> _Tasks for this exercise_:
a) In the article on John Bolton, whose presidential campaign did Bolton work for while he was in middle school?
b) Translate this sentence from the article on John Bolton into Spanish: "Despite Goldwater’s loss, Bolton’s dedication to the conservative cause became more fervent."
c) Resume the article on John Bolton after its final paragraph and carry it forward.

> _Passage_:
Lie, beat and cheat: John Bolton’s desperate attempt to awaken the U.S. war machine
In June, the U.S. came to the brink of war with Iran. Jets were reportedly scrambled and ready to strike Iranian targets in retaliation for the downing of an American surveillance drone flying near the Strait of Hormuz. Yet, everything was going according to plan as per John Bolton, Trump’s mustachioed National Security Advisor and Washington’s highest-flying hawk at the moment.
Throughout his career spanning over four decades in Washington, Bolton has mastered the art of maneuvering the complex web of federal bureaucracy, one-upping his enemies with quick wits and a fiery temper. As an early subscriber of American conservatism, he worked for Barry Goldwater’s 1964 campaign for president while in middle school. Despite Goldwater’s loss, Bolton’s dedication to the conservative cause became more fervent. Coming from a working-class background, he grew to despise his more sophisticated and liberal-leaning classmates while attending Yale University.
Over the years, his ideology has evolved into what resembles self-styled American absolutism where the U.S. can freely punish those who do not fall in line without any constraint from international agreements. To Bolton, where every problem is a nail that justifies a good pounding from America’s mighty hammer.
Bolton’s step-by-step program to lead the U.S. to war with Iran
“And that’s why before 2019, we here will celebrate in Tehran,” declared a flamboyant John Bolton in 2017 to a cultish group of Iranian exiles known as the Mojahedin-e Khalq (MEK), or “Holy Warriors of the People.” Since becoming the National Security Advisor in April 2018, he has skillfully persuaded the Trump administration to pursue policies aimed at dismantling the two countries’ relationship, carefully leading the U.S. into committing military action against Iran.
One month into the new job, Bolton achieved a major milestone when the administration announced that it was withdrawing from its nuclear agreement with Iran – a signature Obama-era policy that gathered major world powers in ensuring Iran would abandon its nuclear weapons program. At the time, the agreement was widely regarded as a buffer toward conflict between the two countries and establishing peace in the Middle East, which had suffered the terror of Islamic States for years. By giving up its ability to produce nuclear weapons, Iran’s economy would catch a break from U.S. sanctions.
Bolton was so proud about pulling the U.S. out of the equation that he hung a framed copy of Trump’s executive order to nullify the deal in his office, according to The New Yorker.
In the following months, he tightened the choke on Iran by bringing back two rounds of sanctions targeting key sectors of the Iranian economy, such as its oil exports, looking to rouse an increasingly angry public to overthrow the government.

> _Information provided_:
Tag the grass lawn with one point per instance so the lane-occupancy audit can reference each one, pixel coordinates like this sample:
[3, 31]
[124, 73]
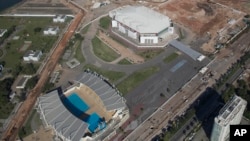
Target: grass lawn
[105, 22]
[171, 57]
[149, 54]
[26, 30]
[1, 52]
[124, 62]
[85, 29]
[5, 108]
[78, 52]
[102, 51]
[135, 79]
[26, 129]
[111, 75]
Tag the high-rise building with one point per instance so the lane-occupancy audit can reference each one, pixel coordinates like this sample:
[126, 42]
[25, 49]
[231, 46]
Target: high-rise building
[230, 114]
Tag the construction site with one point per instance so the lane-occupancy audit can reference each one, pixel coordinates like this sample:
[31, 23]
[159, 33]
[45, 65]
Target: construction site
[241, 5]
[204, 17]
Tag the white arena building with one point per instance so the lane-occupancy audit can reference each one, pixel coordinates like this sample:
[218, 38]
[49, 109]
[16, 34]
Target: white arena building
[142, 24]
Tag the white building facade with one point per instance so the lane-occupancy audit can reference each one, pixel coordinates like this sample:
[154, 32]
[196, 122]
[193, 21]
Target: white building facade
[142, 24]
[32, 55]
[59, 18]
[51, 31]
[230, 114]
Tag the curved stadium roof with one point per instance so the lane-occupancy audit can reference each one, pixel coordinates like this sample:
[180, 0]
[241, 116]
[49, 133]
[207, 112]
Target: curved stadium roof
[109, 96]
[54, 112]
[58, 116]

--

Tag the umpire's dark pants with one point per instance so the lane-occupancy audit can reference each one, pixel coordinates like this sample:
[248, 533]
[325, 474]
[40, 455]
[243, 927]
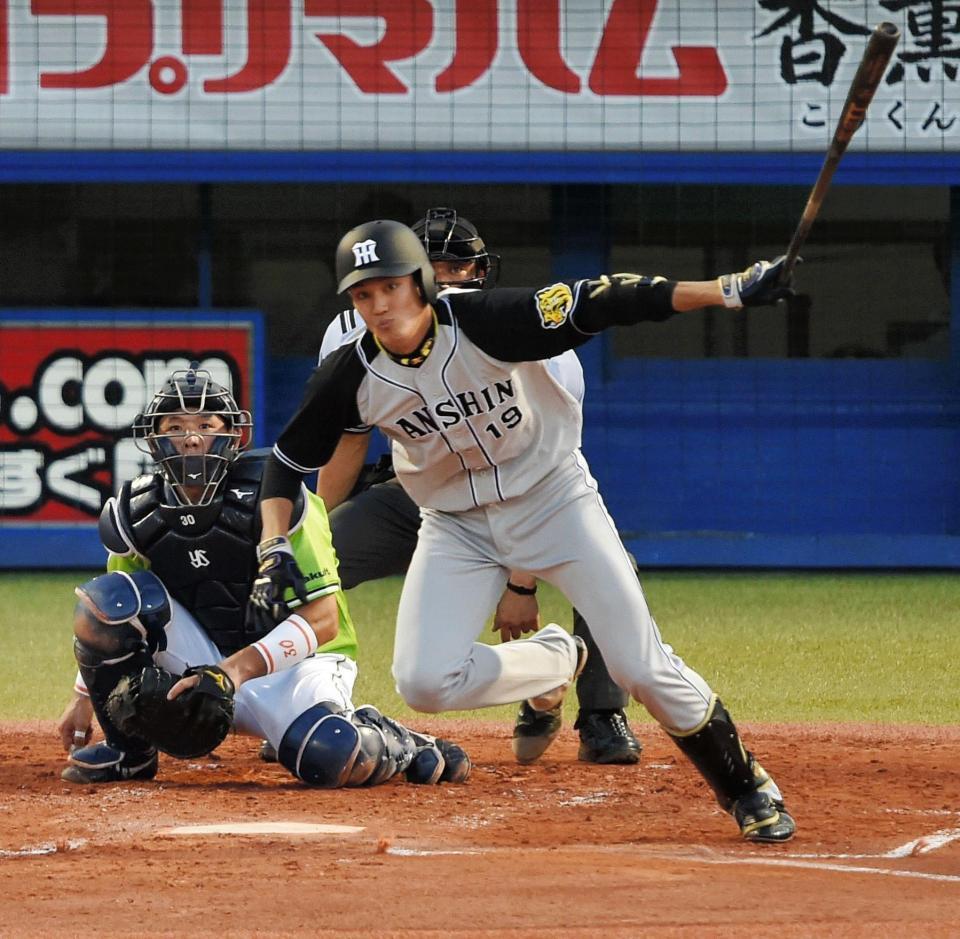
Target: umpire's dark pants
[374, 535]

* * *

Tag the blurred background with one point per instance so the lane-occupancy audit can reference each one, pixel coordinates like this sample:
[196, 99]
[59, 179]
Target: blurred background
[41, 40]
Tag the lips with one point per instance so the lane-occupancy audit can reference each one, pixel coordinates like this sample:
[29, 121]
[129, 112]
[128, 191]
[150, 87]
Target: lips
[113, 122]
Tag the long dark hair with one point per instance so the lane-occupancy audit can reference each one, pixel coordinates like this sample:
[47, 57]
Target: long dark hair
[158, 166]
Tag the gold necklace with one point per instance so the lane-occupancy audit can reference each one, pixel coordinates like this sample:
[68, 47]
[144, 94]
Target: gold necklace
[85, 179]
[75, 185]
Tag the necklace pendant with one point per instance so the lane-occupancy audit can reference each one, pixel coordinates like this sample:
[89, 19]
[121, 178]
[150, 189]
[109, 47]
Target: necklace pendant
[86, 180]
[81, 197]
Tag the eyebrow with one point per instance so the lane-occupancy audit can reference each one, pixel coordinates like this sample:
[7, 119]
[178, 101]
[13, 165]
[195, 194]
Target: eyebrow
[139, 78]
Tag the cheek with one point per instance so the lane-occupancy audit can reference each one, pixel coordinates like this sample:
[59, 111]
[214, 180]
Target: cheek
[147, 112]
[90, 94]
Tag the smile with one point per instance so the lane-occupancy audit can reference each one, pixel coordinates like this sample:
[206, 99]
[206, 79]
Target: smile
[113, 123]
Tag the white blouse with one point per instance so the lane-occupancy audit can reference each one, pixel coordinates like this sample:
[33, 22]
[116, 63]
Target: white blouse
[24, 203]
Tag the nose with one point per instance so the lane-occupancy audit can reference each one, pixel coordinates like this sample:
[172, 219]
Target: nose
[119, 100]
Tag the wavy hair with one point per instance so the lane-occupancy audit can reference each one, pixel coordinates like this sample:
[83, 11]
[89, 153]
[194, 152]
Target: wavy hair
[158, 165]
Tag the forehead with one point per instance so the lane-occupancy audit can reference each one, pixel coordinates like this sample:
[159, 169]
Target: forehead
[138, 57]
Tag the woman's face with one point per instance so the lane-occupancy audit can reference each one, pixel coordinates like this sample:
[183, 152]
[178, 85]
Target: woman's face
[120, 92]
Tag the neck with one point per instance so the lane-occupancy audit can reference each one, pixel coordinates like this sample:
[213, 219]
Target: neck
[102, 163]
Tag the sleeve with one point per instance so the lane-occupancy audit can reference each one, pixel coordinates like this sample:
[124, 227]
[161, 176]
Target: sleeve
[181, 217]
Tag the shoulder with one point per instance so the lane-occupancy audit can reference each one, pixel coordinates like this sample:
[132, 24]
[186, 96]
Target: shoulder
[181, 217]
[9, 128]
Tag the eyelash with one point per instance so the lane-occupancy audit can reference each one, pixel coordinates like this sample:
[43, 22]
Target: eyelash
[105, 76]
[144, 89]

> _Exercise results_:
a) Barry Goldwater's 1964 presidential campaign.

b) A pesar de la derrota de Goldwater, la dedicación de Bolton a la causa conservadora se volvió más ferviente.

c)
As U.S.-Iran relations rapidly disentangled toward the end of last year, Bolton turned things up a notch. In May, he announced the administration was sending a carrier strike group along with a bomber task force to the Persian Gulf, further goading Iran into making a mistake in a game of chicken. He said the U.S. was not looking for a war with Iran but was “fully prepared to respond to any attack, whether by proxy, the Islamic Revolutionary Guard Corps, or regular Iranian forces.” In a moment that eerily resembles the Gulf of Tonkin incident that triggered the Vietnam War, the world watched as Iran shot down an American drone, which it claimed, had violated its airspace. Yet, the ensuing strike never happened as President Trump decided to abort the mission.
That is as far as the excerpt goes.